Could you write out, word for word, each line from the one containing "Task: locate the white upper" to the last line of the data below, both included and nothing more?

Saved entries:

━━━━━━━━

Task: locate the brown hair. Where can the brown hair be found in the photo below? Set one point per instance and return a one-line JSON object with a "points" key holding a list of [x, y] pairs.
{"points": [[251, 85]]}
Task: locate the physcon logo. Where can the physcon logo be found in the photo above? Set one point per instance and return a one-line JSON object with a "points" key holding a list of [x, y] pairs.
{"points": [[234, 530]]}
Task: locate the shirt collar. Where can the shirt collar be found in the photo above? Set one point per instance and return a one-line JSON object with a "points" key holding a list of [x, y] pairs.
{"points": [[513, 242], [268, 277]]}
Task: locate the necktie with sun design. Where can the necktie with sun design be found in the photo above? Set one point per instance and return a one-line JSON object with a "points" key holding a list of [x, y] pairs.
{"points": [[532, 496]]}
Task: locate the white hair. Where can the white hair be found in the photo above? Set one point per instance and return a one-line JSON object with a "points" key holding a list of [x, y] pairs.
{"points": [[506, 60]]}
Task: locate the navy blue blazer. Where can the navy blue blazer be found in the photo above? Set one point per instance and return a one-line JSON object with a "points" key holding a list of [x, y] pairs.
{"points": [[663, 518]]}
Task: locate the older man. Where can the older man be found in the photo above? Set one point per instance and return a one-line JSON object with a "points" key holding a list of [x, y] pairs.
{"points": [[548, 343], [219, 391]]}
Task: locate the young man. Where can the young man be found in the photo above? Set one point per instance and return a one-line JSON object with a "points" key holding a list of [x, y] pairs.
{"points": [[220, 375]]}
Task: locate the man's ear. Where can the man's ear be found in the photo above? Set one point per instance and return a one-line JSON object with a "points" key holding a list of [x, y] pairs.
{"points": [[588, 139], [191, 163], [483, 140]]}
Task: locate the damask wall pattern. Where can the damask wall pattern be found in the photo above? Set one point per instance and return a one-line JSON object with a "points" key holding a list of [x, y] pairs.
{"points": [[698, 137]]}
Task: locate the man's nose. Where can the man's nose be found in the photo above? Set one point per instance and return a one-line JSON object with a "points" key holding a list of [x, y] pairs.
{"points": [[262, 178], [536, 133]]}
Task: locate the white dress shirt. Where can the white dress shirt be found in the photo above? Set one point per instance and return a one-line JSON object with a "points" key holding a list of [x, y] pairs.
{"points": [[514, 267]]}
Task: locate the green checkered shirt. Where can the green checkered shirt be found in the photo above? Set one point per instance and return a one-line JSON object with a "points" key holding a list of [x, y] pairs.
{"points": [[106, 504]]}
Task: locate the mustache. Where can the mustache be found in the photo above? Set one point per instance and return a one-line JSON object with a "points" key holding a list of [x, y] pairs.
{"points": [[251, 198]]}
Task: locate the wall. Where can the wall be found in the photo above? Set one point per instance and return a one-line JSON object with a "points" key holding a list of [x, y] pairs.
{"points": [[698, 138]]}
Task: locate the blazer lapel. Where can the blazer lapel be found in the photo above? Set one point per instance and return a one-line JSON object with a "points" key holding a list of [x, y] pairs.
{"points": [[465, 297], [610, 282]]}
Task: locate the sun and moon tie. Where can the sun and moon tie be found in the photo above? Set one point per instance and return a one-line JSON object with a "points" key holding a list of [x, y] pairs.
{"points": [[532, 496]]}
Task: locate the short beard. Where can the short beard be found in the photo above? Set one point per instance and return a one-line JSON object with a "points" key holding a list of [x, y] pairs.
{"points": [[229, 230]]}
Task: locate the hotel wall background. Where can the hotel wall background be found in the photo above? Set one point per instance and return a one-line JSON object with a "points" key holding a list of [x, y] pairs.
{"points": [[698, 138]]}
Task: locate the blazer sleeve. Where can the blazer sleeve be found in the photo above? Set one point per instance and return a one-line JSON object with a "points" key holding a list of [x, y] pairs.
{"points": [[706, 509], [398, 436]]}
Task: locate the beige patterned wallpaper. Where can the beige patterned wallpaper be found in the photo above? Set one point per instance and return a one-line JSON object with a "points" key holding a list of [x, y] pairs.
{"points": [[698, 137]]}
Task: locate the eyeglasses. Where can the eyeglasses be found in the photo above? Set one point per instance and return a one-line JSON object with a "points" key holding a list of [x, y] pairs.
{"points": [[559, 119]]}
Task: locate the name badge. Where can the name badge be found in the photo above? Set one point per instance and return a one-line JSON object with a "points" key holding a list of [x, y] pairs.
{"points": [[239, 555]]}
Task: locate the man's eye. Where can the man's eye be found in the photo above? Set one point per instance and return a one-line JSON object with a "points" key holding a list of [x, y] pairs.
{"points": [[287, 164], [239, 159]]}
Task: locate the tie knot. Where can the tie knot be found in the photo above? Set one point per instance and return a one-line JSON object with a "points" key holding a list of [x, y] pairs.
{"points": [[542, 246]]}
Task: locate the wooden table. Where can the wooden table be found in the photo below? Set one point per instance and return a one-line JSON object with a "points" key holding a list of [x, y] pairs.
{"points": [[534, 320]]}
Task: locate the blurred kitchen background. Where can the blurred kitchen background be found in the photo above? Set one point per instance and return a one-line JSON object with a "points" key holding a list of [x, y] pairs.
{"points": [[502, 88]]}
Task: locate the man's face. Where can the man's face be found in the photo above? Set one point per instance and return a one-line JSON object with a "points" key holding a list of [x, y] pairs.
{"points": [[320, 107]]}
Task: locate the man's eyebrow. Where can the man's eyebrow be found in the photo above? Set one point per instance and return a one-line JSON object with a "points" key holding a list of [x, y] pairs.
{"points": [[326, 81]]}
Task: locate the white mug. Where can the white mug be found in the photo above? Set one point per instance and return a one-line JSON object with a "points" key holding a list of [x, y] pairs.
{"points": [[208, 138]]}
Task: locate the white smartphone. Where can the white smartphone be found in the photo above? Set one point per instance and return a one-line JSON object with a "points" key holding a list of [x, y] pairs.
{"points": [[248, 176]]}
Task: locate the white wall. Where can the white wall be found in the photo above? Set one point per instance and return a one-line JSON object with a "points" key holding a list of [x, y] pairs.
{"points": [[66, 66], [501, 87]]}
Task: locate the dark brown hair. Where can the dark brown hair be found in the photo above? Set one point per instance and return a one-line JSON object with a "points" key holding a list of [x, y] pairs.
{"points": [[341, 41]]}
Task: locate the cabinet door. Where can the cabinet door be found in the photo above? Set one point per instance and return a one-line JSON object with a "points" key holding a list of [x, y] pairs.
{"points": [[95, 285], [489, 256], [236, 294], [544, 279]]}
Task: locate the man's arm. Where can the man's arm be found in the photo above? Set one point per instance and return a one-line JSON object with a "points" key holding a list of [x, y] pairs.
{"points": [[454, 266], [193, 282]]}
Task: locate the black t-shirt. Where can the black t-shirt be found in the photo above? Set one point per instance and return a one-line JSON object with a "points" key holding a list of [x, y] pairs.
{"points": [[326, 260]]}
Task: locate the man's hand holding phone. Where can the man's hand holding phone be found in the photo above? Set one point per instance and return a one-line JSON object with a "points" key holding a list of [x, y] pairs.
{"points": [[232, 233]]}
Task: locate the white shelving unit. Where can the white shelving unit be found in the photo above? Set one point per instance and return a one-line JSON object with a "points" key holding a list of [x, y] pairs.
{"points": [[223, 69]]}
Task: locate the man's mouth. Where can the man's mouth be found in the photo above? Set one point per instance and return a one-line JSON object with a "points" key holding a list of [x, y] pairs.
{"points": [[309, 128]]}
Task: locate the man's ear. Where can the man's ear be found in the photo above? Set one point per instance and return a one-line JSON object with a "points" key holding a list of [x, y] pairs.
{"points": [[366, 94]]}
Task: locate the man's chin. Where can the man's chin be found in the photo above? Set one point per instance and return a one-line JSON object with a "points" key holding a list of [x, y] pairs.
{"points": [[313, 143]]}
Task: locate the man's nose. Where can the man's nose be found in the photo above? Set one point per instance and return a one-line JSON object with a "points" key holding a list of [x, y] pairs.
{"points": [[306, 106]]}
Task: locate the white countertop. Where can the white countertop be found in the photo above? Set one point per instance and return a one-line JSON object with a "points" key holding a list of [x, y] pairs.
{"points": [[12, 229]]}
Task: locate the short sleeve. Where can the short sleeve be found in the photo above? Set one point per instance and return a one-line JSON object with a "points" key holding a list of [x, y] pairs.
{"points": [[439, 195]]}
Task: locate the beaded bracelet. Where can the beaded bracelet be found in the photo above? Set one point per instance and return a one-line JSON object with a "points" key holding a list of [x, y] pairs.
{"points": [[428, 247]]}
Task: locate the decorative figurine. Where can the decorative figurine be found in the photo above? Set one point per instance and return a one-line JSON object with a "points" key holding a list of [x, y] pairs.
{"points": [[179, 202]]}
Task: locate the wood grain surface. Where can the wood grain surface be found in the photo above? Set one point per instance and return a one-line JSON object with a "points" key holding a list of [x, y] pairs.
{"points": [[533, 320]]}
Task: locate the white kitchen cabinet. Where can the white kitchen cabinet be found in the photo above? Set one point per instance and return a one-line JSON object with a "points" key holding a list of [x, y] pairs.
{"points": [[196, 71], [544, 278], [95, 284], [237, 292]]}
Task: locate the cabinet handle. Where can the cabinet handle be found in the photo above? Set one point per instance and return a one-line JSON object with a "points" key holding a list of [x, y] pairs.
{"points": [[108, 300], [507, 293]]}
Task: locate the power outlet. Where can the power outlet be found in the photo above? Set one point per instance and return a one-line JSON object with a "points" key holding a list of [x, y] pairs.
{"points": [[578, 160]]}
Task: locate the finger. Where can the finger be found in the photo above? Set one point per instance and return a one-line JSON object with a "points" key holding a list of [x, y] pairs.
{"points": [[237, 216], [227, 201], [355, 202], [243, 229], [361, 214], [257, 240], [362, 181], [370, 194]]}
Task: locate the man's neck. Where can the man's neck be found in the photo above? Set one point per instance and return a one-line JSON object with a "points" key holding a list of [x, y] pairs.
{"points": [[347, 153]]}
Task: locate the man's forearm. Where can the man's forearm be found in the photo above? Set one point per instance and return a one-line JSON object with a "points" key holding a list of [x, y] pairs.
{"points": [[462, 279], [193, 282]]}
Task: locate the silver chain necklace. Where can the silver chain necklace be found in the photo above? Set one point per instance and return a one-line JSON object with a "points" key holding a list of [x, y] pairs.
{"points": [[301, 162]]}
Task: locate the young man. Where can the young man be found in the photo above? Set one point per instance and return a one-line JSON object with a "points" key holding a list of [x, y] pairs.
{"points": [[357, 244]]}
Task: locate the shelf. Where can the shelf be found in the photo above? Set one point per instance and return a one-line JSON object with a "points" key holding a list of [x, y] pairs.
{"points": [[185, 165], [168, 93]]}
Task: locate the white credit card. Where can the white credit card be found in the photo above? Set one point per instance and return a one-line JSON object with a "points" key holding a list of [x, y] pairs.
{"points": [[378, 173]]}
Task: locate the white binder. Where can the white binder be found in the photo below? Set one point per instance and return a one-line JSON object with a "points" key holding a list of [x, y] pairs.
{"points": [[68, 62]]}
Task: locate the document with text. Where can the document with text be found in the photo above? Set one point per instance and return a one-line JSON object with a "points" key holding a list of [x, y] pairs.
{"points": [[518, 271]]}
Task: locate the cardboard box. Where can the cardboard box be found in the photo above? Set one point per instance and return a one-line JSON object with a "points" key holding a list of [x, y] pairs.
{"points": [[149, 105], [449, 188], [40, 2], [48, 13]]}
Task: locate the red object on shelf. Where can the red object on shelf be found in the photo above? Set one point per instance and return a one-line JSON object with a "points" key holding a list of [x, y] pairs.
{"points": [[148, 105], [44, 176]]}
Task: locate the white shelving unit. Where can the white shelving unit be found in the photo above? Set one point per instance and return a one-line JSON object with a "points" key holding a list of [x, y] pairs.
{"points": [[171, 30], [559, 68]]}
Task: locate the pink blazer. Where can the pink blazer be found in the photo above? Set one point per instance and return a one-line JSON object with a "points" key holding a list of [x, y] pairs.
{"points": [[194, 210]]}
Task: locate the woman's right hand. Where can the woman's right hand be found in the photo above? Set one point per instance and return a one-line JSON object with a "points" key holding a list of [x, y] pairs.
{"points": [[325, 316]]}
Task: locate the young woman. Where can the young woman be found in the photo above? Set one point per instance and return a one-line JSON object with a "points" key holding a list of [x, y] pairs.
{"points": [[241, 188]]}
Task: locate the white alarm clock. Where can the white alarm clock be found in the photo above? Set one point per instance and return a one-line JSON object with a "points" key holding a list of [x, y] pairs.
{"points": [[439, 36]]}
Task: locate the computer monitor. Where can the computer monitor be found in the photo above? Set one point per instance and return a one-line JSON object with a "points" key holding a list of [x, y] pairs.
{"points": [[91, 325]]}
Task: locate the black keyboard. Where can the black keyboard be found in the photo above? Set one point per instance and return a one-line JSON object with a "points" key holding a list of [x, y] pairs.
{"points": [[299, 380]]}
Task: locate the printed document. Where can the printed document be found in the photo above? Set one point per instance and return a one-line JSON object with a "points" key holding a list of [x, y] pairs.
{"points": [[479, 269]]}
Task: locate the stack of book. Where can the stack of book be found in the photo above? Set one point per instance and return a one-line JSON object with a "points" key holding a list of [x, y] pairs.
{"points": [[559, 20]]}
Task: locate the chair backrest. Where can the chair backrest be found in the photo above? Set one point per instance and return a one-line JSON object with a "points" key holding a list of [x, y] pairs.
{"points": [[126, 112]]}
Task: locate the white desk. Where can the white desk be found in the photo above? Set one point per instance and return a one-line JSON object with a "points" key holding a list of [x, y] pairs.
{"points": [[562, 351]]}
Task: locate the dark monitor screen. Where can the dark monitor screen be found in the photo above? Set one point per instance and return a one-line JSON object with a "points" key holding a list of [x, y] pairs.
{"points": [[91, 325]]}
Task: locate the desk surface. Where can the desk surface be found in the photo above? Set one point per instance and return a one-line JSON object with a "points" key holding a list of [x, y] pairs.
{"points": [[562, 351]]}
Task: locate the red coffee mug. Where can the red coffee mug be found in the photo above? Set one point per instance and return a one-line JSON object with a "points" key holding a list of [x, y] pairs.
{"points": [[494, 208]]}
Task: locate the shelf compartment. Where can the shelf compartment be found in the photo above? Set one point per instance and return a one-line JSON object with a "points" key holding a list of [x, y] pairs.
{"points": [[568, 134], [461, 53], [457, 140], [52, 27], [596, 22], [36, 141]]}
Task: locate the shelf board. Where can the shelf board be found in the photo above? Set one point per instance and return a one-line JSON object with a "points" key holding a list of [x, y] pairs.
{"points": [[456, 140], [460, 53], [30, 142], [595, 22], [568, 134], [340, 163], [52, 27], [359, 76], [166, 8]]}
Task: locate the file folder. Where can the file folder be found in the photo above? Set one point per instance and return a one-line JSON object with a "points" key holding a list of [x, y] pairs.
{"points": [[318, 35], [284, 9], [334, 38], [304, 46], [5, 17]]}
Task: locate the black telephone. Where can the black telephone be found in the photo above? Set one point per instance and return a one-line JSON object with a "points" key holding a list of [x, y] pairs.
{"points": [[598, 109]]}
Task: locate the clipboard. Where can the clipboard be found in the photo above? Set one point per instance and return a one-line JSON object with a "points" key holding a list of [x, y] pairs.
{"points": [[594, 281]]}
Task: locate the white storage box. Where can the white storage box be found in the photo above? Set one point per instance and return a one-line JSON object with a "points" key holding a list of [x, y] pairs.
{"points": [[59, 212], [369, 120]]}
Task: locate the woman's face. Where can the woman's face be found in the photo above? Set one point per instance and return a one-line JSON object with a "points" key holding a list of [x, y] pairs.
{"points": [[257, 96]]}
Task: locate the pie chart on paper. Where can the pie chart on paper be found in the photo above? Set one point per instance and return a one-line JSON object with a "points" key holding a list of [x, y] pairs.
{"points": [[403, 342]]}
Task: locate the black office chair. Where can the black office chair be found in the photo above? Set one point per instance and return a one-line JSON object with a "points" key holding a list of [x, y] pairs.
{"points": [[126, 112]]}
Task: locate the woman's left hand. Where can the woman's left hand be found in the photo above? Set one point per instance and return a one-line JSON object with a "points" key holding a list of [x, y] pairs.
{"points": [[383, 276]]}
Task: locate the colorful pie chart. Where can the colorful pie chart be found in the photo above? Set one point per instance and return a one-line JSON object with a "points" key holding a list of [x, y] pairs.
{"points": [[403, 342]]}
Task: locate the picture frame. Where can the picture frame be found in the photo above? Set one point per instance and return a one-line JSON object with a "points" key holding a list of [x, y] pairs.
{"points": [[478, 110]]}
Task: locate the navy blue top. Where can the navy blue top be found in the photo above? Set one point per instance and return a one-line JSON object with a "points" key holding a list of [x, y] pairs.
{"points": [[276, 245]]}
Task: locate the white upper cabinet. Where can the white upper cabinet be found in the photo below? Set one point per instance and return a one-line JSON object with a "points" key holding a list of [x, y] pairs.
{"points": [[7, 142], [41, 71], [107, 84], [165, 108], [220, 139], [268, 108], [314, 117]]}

━━━━━━━━

Response box -
Task: locate the white upper cabinet. Where can the white upper cabinet be found in the photo below? Set one point per instance and return a one-line JSON object with a "points" key holding a list of [x, y] pairs.
{"points": [[7, 142], [41, 71], [107, 84], [165, 108], [220, 139], [268, 108], [314, 117]]}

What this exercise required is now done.